* Requirements
Arrange everything from the line containing "light in this photo." down to the end of the records as a Markdown table with the columns Row and Line, numbering each row and skipping blank lines.

* Records for this exercise
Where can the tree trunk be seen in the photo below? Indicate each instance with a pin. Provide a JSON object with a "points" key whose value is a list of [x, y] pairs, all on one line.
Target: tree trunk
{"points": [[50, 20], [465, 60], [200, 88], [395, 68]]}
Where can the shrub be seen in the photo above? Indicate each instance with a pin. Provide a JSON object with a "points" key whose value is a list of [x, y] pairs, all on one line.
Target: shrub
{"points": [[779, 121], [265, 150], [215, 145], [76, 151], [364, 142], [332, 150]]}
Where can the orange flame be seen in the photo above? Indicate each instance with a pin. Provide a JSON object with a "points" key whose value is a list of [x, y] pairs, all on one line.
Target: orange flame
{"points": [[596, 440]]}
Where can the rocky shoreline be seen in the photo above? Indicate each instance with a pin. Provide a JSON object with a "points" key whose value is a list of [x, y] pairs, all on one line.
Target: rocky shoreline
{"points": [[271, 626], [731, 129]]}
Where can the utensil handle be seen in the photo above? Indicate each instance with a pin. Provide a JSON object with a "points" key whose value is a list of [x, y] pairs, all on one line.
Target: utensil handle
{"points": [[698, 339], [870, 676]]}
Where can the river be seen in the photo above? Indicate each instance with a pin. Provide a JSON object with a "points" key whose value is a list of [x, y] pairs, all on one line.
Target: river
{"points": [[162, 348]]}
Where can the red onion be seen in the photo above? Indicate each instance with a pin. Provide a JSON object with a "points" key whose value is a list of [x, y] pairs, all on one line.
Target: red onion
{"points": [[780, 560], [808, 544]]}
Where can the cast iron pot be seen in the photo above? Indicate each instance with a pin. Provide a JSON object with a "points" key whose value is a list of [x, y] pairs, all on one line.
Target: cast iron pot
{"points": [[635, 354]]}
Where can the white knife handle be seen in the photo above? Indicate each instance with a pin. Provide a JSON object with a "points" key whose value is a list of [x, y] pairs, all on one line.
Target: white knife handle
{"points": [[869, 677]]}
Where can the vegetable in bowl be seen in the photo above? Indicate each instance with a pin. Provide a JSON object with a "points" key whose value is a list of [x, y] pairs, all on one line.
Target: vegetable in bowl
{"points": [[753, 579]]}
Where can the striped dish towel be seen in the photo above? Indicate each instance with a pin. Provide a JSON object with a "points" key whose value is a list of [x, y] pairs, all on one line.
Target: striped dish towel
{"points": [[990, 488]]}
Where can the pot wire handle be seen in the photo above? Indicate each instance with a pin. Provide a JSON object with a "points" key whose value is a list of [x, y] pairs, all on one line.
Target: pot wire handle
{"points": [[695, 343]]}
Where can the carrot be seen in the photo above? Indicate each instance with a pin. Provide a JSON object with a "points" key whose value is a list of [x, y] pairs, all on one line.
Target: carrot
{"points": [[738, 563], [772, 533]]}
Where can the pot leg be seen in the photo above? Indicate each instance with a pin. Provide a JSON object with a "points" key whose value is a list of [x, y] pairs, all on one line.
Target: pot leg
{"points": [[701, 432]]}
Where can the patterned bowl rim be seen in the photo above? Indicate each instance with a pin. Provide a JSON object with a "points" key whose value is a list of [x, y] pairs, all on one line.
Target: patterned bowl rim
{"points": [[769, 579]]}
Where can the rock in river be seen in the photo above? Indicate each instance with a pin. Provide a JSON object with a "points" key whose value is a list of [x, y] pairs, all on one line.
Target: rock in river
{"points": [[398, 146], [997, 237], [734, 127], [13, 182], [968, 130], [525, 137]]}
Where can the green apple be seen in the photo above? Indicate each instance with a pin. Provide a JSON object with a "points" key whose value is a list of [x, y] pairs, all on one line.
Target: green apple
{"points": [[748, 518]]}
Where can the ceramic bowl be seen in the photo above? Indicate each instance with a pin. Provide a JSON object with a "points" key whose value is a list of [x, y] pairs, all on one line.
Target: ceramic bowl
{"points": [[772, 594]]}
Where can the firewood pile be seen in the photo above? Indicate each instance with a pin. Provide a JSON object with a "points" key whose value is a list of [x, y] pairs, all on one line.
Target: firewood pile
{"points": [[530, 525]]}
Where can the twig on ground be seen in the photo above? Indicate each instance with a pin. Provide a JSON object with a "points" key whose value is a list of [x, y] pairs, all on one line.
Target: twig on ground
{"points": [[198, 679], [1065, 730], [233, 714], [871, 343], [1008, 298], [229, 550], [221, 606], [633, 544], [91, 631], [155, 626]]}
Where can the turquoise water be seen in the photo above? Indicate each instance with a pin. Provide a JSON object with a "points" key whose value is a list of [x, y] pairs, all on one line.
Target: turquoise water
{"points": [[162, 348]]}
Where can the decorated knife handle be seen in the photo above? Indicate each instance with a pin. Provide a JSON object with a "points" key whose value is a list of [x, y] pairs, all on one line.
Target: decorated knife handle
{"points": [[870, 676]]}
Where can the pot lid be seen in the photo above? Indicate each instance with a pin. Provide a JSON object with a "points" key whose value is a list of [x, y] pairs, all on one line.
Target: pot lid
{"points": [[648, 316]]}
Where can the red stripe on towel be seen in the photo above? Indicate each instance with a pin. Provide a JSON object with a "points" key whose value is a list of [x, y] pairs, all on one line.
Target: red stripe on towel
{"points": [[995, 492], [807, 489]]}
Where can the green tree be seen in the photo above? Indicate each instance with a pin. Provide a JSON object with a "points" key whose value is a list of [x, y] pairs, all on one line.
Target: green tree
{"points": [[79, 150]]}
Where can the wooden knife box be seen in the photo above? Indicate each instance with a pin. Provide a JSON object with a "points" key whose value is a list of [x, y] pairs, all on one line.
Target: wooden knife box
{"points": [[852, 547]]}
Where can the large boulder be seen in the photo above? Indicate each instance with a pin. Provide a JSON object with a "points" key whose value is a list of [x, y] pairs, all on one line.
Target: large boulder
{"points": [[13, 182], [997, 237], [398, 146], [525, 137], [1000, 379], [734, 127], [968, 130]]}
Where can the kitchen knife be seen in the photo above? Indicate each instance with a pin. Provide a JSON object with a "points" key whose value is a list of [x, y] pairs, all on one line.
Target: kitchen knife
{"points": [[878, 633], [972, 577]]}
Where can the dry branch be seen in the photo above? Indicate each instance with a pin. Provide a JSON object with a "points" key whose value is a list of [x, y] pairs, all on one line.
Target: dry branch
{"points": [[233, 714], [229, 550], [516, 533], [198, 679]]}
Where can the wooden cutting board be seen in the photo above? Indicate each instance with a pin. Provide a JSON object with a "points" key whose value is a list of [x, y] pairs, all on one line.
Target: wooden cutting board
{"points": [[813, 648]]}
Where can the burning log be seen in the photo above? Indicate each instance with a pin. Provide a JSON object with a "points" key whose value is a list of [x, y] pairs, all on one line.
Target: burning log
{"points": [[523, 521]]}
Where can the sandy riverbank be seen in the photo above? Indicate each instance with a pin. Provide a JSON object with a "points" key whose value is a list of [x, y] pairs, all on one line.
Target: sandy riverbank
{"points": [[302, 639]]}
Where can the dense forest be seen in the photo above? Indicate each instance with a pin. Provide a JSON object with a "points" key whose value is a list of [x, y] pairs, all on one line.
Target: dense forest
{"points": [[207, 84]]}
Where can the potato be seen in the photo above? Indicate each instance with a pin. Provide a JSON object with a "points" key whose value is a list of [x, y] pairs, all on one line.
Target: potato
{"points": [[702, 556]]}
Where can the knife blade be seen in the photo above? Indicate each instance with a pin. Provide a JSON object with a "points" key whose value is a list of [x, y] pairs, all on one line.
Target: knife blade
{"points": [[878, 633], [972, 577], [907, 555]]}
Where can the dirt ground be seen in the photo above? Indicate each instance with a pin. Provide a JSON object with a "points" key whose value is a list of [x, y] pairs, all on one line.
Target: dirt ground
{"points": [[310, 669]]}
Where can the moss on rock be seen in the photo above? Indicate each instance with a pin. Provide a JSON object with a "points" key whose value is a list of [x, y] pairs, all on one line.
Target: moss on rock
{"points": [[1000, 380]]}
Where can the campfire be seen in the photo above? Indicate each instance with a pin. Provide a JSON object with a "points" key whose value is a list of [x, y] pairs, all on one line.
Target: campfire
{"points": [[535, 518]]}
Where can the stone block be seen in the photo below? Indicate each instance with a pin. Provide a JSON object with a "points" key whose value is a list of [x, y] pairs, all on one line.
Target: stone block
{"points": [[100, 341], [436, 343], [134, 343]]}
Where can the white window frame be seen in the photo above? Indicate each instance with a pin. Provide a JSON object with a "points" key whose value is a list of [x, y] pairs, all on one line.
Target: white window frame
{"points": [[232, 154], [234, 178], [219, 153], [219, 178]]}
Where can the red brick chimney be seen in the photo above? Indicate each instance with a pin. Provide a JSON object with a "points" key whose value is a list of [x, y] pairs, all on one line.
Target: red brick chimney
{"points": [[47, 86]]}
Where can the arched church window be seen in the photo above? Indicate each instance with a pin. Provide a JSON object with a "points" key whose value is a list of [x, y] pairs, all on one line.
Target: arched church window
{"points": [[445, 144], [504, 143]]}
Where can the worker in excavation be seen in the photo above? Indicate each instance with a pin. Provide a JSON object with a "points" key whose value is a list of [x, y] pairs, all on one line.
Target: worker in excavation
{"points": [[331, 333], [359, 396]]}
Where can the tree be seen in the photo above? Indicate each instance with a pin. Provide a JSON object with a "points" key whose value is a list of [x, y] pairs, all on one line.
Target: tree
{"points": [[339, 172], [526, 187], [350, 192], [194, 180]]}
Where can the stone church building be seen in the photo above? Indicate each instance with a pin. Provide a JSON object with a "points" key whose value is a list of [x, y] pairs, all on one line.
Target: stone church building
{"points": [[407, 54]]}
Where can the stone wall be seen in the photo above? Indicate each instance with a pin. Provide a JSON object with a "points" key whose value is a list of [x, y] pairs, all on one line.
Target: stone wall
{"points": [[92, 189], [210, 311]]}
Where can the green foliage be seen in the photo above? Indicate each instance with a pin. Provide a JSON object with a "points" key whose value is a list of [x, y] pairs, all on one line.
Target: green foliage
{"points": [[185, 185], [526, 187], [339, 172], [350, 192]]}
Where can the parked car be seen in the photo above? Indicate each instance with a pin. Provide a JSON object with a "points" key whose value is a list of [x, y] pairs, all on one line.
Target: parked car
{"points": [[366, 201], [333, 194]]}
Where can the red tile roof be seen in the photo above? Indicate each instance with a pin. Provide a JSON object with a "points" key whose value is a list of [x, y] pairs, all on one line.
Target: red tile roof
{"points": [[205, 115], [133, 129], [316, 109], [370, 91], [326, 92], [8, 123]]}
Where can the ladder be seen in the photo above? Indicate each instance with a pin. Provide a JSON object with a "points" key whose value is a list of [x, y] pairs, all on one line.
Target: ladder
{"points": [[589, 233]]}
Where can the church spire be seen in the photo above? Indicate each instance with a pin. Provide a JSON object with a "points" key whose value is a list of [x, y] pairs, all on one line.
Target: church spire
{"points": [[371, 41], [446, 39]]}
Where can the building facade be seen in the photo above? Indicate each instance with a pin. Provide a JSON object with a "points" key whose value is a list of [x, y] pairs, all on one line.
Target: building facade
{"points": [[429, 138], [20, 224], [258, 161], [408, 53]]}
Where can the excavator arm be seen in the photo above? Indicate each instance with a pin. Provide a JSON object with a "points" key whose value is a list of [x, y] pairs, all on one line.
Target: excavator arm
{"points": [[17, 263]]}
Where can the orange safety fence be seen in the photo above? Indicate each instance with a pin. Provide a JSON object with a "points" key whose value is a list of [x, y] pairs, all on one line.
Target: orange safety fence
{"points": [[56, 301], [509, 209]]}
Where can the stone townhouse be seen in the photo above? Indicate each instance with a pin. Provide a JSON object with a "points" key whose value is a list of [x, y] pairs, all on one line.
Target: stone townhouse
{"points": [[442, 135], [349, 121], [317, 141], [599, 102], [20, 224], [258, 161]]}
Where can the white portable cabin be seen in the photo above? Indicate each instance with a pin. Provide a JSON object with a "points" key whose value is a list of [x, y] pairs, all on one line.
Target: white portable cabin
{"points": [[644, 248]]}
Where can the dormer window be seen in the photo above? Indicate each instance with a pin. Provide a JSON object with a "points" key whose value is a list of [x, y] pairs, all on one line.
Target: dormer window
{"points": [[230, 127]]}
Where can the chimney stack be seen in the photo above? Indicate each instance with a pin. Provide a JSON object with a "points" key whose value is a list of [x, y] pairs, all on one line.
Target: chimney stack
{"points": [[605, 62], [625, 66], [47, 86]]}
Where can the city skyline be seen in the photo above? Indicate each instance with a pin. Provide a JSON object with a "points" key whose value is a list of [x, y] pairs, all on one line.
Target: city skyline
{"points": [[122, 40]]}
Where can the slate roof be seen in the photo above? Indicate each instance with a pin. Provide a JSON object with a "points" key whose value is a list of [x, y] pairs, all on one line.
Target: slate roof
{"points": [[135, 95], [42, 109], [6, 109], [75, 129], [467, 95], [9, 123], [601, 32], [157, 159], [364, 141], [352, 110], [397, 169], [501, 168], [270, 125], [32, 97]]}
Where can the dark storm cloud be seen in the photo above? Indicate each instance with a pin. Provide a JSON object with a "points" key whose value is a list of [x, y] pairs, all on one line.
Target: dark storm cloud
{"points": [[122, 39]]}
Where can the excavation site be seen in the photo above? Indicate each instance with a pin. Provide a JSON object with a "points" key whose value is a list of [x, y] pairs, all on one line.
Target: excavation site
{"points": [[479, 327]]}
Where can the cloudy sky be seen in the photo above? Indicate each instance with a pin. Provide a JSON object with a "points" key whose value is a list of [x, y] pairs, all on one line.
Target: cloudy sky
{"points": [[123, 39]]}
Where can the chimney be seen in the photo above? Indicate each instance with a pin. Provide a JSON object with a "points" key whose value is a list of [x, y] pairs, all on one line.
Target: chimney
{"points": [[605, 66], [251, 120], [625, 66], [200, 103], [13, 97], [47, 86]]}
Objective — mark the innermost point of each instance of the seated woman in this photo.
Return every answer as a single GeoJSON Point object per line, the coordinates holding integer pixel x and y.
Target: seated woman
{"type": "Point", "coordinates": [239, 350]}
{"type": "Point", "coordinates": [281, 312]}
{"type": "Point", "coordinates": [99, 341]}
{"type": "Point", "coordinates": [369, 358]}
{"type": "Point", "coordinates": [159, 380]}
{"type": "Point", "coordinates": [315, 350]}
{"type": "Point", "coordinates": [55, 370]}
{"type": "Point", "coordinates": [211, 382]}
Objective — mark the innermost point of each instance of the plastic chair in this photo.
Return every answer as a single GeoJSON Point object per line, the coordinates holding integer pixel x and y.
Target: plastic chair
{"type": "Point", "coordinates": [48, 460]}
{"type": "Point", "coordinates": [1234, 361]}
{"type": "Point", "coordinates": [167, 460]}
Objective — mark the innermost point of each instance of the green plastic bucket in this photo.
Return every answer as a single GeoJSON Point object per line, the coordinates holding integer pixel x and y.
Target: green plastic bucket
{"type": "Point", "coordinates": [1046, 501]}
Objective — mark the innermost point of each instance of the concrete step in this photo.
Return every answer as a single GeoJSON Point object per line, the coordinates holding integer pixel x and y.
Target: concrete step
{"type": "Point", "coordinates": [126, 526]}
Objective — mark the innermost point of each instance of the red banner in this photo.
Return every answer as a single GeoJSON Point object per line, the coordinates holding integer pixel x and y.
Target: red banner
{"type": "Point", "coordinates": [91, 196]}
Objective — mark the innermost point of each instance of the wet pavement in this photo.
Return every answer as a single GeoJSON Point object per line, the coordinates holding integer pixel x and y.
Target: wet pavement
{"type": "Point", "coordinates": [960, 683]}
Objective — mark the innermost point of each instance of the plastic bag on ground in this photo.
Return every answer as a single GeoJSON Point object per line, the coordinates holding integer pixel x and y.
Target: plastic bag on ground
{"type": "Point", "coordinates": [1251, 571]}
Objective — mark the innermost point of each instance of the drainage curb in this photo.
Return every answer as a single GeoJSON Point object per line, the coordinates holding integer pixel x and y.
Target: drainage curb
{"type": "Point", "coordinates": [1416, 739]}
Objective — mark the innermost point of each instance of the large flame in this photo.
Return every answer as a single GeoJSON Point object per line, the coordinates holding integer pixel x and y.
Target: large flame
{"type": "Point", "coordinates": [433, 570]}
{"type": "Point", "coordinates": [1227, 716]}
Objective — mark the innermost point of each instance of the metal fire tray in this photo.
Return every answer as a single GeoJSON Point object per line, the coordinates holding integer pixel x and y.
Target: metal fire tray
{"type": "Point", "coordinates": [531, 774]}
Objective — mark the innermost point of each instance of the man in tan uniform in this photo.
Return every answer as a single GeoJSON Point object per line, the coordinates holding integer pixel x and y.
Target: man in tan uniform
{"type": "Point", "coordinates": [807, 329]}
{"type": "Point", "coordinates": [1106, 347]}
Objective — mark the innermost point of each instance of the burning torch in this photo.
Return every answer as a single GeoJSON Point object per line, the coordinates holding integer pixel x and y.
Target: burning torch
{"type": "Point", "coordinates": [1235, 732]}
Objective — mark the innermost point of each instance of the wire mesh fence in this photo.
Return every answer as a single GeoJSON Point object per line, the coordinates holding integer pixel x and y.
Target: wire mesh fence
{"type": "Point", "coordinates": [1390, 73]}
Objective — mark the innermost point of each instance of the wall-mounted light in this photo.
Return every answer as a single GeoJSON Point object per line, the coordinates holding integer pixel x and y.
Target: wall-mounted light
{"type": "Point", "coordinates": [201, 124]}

* Written response
| Row | Line |
|---|---|
| 1 | Objective — mark the innermost point of each instance of the wall-mounted light in this photo. |
| 2 | Return every answer as a single GeoJSON Point object per line, the coordinates holding integer pixel x and y. |
| 3 | Target: wall-mounted light |
| 4 | {"type": "Point", "coordinates": [201, 124]} |